* _What this task involves_
Give a verbatim repeat of the lines that run from the line containing "Where can the asphalt" to the end of the data below.

* _Record excerpts_
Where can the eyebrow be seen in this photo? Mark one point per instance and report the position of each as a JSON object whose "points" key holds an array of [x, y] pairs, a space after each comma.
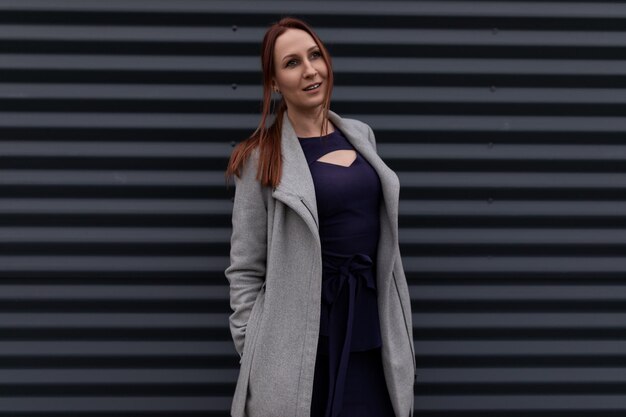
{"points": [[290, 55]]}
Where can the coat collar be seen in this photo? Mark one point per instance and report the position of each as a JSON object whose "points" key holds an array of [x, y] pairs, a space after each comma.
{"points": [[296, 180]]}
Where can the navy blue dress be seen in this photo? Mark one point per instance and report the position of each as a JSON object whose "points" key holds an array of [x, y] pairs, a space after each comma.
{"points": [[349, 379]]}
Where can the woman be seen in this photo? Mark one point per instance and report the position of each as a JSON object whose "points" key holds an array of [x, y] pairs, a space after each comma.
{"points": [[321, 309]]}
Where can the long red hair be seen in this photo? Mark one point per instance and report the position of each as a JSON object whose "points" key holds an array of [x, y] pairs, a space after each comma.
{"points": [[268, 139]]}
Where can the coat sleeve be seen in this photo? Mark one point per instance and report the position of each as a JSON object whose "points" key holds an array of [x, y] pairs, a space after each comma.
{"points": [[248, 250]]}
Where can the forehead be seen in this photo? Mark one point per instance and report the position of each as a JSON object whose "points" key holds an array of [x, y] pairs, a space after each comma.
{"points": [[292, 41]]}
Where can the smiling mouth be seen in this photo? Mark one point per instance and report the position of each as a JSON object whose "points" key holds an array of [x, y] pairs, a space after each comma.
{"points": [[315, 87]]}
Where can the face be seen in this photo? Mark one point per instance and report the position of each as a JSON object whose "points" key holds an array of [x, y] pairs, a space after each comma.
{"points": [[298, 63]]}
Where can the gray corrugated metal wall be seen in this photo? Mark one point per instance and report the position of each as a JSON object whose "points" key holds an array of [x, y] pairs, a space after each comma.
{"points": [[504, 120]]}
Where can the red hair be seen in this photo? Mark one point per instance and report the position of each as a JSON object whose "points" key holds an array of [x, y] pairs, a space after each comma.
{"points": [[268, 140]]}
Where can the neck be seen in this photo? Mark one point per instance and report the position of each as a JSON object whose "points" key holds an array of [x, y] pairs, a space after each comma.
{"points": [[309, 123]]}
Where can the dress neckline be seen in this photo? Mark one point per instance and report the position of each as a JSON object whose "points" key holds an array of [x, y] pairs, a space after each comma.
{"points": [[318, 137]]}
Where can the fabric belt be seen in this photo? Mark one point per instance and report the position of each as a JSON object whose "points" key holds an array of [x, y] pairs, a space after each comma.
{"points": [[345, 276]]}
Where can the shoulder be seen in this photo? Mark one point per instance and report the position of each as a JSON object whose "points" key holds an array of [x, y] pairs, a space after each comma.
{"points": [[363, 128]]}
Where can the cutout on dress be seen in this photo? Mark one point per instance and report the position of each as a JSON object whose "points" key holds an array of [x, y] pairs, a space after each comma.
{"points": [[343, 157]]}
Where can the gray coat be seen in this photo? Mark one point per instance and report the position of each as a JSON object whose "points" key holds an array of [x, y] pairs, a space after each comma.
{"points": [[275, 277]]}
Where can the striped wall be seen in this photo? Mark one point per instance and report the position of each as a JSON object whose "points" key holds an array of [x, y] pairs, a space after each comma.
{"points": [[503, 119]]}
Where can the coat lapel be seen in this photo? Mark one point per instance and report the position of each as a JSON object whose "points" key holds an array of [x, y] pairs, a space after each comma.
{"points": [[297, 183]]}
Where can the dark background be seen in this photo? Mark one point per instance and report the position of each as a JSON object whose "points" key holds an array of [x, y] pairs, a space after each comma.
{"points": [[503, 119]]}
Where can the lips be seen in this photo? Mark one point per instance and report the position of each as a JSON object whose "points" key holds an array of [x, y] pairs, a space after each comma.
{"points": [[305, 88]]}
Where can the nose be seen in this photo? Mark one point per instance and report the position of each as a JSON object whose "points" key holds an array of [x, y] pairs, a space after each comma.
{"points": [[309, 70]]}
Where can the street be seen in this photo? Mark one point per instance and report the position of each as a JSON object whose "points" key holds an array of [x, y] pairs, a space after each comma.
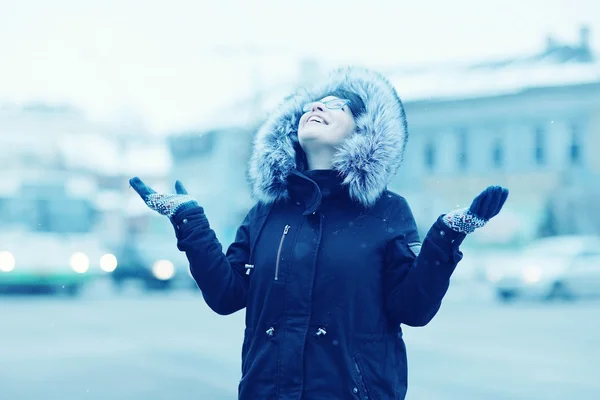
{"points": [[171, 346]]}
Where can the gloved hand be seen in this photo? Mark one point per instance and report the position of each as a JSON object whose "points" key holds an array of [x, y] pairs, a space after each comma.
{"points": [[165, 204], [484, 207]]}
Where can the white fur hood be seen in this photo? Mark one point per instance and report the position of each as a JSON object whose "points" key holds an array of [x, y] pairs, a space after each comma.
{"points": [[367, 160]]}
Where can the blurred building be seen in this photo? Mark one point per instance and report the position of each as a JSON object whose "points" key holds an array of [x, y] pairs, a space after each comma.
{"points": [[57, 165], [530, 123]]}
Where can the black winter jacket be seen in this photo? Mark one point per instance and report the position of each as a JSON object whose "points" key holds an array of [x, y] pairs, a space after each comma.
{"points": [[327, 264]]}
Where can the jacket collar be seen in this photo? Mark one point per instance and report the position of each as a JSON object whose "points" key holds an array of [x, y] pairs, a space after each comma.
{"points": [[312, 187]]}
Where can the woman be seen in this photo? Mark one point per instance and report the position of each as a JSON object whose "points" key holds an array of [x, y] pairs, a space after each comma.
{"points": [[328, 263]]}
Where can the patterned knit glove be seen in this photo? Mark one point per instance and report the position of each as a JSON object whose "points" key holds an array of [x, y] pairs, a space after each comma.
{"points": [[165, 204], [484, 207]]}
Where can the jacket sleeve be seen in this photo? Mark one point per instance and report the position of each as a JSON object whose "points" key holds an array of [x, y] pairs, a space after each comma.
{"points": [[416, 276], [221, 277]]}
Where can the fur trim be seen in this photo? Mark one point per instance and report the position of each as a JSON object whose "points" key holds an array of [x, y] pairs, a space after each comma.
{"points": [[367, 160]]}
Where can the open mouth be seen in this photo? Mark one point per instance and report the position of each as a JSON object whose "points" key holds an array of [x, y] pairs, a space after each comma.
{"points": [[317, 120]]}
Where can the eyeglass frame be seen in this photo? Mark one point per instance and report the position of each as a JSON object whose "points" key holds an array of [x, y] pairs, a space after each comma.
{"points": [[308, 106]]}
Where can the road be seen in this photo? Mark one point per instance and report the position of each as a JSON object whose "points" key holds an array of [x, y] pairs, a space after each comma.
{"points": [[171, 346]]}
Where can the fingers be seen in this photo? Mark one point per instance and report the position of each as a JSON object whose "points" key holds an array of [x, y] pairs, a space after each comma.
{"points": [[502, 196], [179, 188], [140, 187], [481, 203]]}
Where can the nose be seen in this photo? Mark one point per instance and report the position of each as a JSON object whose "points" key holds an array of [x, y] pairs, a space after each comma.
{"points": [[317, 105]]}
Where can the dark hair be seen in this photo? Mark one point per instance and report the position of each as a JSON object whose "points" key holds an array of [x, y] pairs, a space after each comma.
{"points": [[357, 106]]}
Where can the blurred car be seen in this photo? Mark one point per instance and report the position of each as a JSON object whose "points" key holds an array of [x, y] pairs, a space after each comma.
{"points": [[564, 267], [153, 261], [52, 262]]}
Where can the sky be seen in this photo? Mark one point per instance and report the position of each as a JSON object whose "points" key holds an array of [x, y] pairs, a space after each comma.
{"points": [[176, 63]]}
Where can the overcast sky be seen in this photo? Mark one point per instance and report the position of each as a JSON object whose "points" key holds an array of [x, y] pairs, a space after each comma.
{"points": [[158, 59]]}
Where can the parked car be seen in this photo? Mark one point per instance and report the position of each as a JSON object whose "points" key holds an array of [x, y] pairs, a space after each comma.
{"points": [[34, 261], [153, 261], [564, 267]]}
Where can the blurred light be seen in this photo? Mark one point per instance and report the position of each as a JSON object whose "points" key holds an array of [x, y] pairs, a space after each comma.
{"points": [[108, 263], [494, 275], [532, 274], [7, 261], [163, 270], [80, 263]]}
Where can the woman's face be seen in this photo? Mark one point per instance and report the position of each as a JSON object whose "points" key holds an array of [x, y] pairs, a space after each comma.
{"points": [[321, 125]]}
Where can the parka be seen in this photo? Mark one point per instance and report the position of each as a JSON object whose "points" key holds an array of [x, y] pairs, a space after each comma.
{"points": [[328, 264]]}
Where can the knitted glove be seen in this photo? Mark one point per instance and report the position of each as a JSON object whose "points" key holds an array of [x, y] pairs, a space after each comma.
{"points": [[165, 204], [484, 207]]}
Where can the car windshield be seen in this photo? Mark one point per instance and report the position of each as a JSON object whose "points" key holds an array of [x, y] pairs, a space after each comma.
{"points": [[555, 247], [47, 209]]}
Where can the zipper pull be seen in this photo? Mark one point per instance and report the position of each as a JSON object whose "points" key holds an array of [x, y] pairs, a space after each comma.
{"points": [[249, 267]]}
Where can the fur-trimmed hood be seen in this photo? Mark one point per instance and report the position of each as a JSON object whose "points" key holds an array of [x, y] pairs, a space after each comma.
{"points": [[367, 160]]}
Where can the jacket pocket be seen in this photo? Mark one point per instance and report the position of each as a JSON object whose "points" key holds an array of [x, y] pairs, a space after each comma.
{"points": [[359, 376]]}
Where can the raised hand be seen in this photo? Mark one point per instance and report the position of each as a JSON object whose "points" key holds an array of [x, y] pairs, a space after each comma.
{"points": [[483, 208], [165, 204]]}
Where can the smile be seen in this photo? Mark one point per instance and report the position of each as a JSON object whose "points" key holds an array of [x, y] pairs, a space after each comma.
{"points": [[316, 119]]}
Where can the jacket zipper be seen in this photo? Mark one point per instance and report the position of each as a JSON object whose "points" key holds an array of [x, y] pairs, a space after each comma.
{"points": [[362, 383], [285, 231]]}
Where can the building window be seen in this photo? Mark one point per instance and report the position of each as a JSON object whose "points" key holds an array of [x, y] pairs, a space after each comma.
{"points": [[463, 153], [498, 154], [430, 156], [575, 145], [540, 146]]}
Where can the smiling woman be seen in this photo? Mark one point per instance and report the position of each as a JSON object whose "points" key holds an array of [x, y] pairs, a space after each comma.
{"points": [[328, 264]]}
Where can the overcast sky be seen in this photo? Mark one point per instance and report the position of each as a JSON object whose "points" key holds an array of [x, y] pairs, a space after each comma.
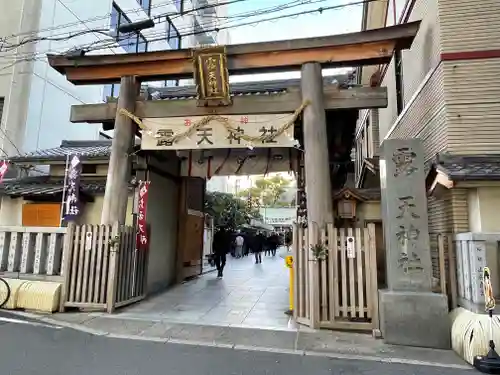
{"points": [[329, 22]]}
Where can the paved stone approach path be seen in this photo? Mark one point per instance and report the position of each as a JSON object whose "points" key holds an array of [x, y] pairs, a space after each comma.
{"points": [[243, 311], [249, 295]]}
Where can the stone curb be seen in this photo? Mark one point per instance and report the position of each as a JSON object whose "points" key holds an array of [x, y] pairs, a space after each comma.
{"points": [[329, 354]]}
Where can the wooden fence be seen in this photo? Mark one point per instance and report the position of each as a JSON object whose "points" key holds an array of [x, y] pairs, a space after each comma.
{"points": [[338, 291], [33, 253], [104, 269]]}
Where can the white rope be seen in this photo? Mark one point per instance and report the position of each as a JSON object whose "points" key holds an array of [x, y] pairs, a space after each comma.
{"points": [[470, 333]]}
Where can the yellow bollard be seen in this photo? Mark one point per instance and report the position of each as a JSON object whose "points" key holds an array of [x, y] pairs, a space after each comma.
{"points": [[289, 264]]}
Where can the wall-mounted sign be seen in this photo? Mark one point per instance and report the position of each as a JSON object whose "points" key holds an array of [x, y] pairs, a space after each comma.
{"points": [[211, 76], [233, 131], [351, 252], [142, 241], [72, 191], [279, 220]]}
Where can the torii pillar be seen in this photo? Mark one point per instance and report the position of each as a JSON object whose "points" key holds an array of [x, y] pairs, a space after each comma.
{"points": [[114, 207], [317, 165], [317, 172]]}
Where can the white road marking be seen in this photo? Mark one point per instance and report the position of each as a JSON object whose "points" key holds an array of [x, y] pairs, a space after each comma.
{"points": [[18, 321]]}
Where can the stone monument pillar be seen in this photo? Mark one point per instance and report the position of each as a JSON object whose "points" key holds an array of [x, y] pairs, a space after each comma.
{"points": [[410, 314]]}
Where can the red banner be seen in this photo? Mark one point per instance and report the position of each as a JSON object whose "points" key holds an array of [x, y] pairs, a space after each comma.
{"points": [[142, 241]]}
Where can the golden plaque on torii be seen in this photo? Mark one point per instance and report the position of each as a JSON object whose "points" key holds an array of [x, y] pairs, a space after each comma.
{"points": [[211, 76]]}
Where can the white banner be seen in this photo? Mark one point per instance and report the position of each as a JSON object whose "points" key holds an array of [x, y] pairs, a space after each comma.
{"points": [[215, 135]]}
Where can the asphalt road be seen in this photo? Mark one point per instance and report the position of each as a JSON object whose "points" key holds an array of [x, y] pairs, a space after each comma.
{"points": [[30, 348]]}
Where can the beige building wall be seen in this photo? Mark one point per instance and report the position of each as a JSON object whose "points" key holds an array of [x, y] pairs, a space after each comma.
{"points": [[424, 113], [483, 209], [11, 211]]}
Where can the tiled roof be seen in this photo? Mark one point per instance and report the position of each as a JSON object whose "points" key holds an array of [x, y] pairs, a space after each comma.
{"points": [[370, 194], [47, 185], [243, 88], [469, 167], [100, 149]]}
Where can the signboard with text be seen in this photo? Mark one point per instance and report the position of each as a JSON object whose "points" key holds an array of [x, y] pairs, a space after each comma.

* _Response_
Where can the asphalt road be seen in this photo? Mark one point per instance and report the position of each as a JSON object whose "points" key holds an array of [x, y] pairs, a space after each comma.
{"points": [[30, 348]]}
Where can the beige building wall be seen in this photo? Mark one point per instance and report the position of each as a JSON object whose "points" key holds an array of [x, y] pairs, a space after each comma.
{"points": [[424, 113], [483, 209], [11, 211]]}
Where can the tiled roof be seen in this photo? Mark one point per instance and report the position of each as a JSON object whose "points" key holds an array of [x, y] pairs, a space after each comma.
{"points": [[370, 194], [47, 185], [243, 88], [469, 167], [100, 149]]}
Where can the signboard with text be seen in this photo? Mark one point per instance and report the position of each as a JSON object whose "points" key holds an array of [x, y] pairs, a space after each comma.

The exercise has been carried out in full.